--- Pasaje citado ---
/---
Y es lógico, porque el hombre apareció en la tierra, como narra
el Génesis (1,26 y 2, 7 y 17), con una vida corporal, animada
por el soplo divino, y a la que preternaturalmente, como algo no
esencial, pero si añadido, correspondía la incorruptibilidad y
la inmortalidad. Si el sentimiento de vergüenza por la
corrupción y por la muerte, ha que estudiarlo, como dijimos, en
clave de teología, esa misma clave teológica nos descubre que
el Dios vivo, dador de la vida, no hizo la muerte (Sab. I, 13) y
que la incorruptibilidad y la inmortalidad de la naturaleza
humana se las arrancó el pecado primero. Por eso dice San Pablo
que "el salario del pecado es la muerte" (Rom. 6,23) y
que "por media de un solo hombre entró la muerte en el
mundo" (Rom. 5,2), añadiendo el libro de la Sabiduría
(2,24) que la tentación que condujo al hombre al pecado, y por
ello, a la muerte, fue obra del diablo, el homicida por
excelencia.
A partir de este planteamiento, tienen explicación y sentido la
vida y la aparente negación de la vida en el hombre, que es la
muerte de la carne. En clave teológica también, la vida del
hombre "mutatur non tollitur", se muda cuando fallece
el cuerpo, pero no se extingue, porque su "yo"
\---
--- Objetivos ---
A. Según el pasaje citado, ¿de quién fue obra la tentación que condujo al hombre al pecado?
B. Reescribe de forma más breve el párrafo del pasaje citado que empieza con «Y es lógico» y conserva sus datos principales.

--- Entradas sin procesar ---
/---
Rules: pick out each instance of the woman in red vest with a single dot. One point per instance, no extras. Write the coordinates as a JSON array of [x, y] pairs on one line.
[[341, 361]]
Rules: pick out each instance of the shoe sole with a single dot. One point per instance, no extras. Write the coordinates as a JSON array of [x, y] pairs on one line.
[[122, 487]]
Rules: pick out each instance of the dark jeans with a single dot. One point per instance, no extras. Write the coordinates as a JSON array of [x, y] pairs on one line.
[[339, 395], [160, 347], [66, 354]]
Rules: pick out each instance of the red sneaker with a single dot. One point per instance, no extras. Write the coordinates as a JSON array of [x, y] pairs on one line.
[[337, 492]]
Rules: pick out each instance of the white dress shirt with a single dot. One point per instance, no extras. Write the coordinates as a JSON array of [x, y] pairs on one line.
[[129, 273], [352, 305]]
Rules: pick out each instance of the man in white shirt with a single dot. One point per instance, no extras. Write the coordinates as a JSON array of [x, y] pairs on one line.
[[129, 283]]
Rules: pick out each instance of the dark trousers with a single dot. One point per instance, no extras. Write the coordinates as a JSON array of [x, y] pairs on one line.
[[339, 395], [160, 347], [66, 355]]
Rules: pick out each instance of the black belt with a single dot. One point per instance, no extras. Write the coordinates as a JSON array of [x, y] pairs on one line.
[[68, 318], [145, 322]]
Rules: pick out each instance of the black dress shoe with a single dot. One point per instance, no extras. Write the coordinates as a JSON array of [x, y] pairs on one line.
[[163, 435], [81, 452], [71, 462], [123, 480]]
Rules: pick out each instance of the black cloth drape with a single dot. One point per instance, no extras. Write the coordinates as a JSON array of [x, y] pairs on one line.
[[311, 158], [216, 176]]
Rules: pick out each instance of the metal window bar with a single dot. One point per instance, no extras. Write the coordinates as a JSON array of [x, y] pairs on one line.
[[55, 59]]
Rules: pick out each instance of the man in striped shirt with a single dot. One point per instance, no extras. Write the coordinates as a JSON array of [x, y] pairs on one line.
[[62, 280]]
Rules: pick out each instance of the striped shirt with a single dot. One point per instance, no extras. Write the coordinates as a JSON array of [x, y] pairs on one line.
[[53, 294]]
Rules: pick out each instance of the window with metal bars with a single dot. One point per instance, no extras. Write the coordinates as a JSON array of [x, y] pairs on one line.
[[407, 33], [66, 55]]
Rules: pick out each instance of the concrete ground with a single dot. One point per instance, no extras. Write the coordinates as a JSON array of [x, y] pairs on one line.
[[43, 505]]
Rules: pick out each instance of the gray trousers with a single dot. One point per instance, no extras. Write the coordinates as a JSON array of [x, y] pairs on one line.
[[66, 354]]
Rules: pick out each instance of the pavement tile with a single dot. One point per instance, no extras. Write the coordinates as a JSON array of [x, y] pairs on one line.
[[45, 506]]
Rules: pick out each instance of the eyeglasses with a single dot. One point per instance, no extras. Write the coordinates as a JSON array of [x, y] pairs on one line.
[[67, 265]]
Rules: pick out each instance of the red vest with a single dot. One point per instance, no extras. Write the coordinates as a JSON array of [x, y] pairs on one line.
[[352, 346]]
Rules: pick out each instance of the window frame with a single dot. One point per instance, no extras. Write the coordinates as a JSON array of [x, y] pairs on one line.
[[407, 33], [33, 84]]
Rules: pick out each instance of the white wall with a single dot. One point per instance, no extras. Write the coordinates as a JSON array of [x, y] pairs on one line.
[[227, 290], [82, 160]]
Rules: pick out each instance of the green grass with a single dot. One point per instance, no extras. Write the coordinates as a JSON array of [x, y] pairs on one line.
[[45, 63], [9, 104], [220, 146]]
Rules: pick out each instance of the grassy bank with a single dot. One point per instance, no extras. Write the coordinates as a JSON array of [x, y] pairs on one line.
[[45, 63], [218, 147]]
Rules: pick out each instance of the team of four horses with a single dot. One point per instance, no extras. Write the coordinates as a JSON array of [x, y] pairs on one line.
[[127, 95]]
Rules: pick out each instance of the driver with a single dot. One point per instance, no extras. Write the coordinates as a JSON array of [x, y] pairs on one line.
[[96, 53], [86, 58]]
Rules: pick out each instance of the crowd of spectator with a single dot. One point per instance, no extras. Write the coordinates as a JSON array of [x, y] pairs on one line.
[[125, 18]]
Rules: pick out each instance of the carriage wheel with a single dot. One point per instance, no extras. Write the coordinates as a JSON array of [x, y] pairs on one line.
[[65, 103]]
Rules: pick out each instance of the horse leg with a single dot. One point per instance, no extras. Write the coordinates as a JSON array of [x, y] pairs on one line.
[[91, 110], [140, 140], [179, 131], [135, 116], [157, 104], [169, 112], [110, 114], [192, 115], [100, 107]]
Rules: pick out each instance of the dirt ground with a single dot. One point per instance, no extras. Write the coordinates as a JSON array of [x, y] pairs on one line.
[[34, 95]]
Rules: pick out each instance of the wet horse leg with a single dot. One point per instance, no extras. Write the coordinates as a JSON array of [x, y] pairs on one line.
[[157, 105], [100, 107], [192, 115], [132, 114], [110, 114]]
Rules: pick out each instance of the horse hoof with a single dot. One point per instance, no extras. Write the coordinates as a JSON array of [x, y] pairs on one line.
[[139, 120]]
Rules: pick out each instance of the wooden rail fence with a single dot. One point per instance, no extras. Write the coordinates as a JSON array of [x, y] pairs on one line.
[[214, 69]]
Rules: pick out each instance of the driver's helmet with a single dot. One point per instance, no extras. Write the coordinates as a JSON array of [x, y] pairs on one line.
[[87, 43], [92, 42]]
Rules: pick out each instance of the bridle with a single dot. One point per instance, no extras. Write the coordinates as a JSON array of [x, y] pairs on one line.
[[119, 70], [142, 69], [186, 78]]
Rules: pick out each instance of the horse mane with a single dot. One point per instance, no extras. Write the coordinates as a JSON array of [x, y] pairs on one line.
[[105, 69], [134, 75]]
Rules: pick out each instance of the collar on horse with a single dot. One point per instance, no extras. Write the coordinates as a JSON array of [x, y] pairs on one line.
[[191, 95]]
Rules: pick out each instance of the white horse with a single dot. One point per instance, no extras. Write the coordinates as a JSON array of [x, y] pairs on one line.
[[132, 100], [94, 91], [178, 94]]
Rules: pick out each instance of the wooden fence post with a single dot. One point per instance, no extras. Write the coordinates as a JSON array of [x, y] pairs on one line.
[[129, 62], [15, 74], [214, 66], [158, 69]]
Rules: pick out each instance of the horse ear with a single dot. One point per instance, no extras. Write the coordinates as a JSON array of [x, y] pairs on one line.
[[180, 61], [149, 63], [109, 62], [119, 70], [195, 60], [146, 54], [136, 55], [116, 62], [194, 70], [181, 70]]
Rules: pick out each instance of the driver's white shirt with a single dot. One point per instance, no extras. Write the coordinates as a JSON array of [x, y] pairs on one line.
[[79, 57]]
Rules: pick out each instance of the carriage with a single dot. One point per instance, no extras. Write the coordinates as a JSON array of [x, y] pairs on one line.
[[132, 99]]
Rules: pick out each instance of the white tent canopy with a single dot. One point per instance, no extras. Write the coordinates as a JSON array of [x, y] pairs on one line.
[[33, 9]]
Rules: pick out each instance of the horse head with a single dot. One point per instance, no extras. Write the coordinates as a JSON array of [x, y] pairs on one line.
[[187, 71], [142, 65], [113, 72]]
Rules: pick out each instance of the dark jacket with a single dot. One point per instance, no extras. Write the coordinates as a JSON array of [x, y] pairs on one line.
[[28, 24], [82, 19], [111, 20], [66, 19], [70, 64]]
\---
--- Respuestas por tarea ---
A. Del diablo, el homicida por excelencia.

B. Según el Génesis, el hombre apareció en la tierra con una vida corporal animada por el soplo divino. A esa vida le correspondían, como algo añadido y no esencial, la incorruptibilidad y la inmortalidad. En clave teológica, el Dios vivo no hizo la muerte. Fue el primer pecado el que arrancó esos dones a la naturaleza humana. Por eso San Pablo afirma que el salario del pecado es la muerte y que por un solo hombre entró la muerte en el mundo. El libro de la Sabiduría añade que la tentación que llevó al pecado, y con él a la muerte, fue obra del diablo.